TAREFA 1: Cite, sem alterações, o trecho do texto sobre a dívida pública que vai de "Países com mais" até "de € 750 bilhões.", incluindo essas palavras.
TAREFA 2: Dê continuidade ao texto sobre a dívida pública, começando logo após a última frase apresentada.

### TRECHO FORNECIDO ###

Parte dessa conta que se avoluma está sendo paga com impressão monetária, direta ou indiretamente, como por meio de programas de flexibilização quantitativa. Nesse caso, os BCs financiam os governos por meio da compra indireta de títulos públicos, no mercado secundário, como faz o Banco Central Europeu. Boa parte da conta, porém, vai virar dívida.
Países com mais solidez econômica e financeira têm maior credibilidade e podem lidar melhor com um aumento expressivo da dívida pública. Mas a maioria, não. Isso implica o risco grande de uma crise da dívida, principalmente nos países emergentes. Estes, para financiar suas dívidas, se verão compelidos pelos mercados a ao menos indicar um caminho de ajuste nas suas contas públicas
Mas todos terão de lidar com essa dívida, cedo ou tarde. E a dinâmica das contas sugere que será difícil evitar um aumento de impostos. Muitos países já estão discutindo isso. A Comissão Europeia também deixou claro que buscará mais impostos – inclusive inéditos impostos europeus – para financiar o seu plano de recuperação da União Europeia, de € 750 bilhões.

### DADOS DISPONÍVEIS ###

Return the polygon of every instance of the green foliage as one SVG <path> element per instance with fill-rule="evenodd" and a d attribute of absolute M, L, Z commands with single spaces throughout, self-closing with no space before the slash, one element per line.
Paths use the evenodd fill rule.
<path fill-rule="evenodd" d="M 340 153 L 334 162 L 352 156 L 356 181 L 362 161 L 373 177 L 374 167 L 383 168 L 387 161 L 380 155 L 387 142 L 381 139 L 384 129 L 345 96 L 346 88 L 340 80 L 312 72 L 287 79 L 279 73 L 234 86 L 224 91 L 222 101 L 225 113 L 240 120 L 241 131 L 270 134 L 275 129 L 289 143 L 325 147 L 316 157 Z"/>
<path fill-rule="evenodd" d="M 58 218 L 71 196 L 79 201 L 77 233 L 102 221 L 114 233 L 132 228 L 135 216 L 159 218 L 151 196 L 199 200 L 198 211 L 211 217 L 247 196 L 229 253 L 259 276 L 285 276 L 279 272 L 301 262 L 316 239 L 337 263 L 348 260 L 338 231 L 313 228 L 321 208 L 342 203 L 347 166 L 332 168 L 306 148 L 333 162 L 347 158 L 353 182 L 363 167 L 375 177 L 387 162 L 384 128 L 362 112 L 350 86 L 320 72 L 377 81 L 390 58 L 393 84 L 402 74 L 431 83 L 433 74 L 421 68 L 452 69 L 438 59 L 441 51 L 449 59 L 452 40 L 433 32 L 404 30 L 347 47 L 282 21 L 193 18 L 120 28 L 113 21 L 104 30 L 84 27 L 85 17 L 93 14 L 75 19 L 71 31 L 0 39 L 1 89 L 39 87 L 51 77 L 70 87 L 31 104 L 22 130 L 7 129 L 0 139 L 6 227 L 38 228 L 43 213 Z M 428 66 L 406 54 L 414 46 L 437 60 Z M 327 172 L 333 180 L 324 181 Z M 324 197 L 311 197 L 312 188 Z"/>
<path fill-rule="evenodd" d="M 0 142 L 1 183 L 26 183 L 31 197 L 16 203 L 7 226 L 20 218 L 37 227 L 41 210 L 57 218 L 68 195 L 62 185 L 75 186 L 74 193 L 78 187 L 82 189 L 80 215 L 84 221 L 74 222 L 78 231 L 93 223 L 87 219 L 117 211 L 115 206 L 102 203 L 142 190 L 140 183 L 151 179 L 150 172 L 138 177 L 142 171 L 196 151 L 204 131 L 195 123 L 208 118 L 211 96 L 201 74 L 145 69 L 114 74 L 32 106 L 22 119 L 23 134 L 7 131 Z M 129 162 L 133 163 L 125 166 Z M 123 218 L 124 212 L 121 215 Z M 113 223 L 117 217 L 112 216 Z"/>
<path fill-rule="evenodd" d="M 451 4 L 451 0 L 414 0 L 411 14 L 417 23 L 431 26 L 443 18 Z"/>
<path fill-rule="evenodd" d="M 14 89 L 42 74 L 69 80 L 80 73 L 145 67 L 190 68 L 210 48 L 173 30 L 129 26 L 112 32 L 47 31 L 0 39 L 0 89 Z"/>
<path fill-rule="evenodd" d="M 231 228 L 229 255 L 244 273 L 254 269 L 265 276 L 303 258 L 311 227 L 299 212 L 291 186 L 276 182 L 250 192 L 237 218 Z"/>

###

RESPOSTA ESPERADA 1:
Países com mais solidez econômica e financeira têm maior credibilidade e podem lidar melhor com um aumento expressivo da dívida pública. Mas a maioria, não. Isso implica o risco grande de uma crise da dívida, principalmente nos países emergentes. Estes, para financiar suas dívidas, se verão compelidos pelos mercados a ao menos indicar um caminho de ajuste nas suas contas públicas
Mas todos terão de lidar com essa dívida, cedo ou tarde. E a dinâmica das contas sugere que será difícil evitar um aumento de impostos. Muitos países já estão discutindo isso. A Comissão Europeia também deixou claro que buscará mais impostos – inclusive inéditos impostos europeus – para financiar o seu plano de recuperação da União Europeia, de € 750 bilhões.

RESPOSTA ESPERADA 2:
“A dívida pública vai crescer. Essa dívida uma hora terá de ser paga. E como é que se paga? Com impostos, não há outro modo”, disse ontem o ex-presidente da Comissão Europeia José Manuel Durão Barroso, em webinar promovido pelo Fundação Fernando Henrique Cardoso. “Vai ter a dívida pública a pagar, o que exige maior taxação”, completou, a respeito a aumento do papel do Estado decorrente da epidemia.
“Vamos sair [dessa crise] muito endivididos”, disse Fernando Henrique Cardoso no webinar. Ele acha que os governos estão corretos em “jogar dinheiro” neste momento, mas “a dívida vai aumentar” e “o custo disso será pago nos próximos anos”, afirmou. “Precisaremos de mais taxação para redução da dívida.”
Mas quais impostos elevar? Aumentar quanto? Por quanto tempo? Essa discussão complexa deverá crescer à medida que os países forem saindo da situação de emergência da pandemia. Se não for encaminhada com habilidade, pode gerar um corrosivo conflito distributivo, sobre como dividir a conta.
As maiores fontes de arrecadação dos governos são os impostos sobre a renda e sobre o consumo. Mas subir muito o imposto de renda das empresas, num momento em que muitas delas estarão tentando sair do coma induzido pela crise, pode ser contraproducente. Taxar muito mais o consumo também é arriscado, pois as economias já estão com a demanda deprimida. Elevar o imposto de renda da pessoa física, possivelmente dos mais ricos, deverá ser uma opção.
Essa pressão de maior taxação dos mais ricos deve crescer, já que a crise tende a aumentar ainda mais a desigualdade, que já vinha em alta nas últimas décadas.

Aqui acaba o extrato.